= What to work on =
Below are the records; retype them exactly and omit each picture.

*** Extracted information

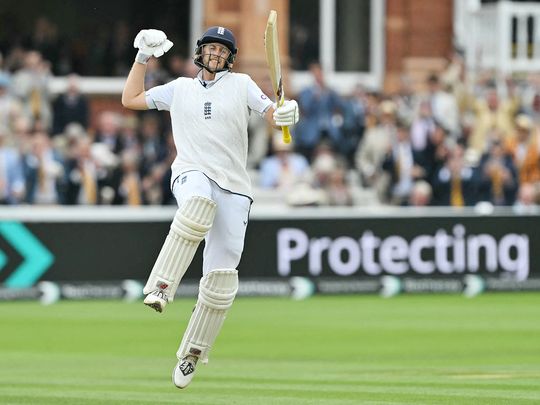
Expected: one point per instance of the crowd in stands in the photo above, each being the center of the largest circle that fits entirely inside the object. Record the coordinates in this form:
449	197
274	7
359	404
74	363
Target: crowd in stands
455	143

******

= Answer below =
Expected: one point per instance of the crowd in stands in the photo above, each being the center of the largest circle that fits entirely inside the object. Record the coordinates in this form:
449	197
274	7
359	404
74	363
Target: crowd in stands
455	143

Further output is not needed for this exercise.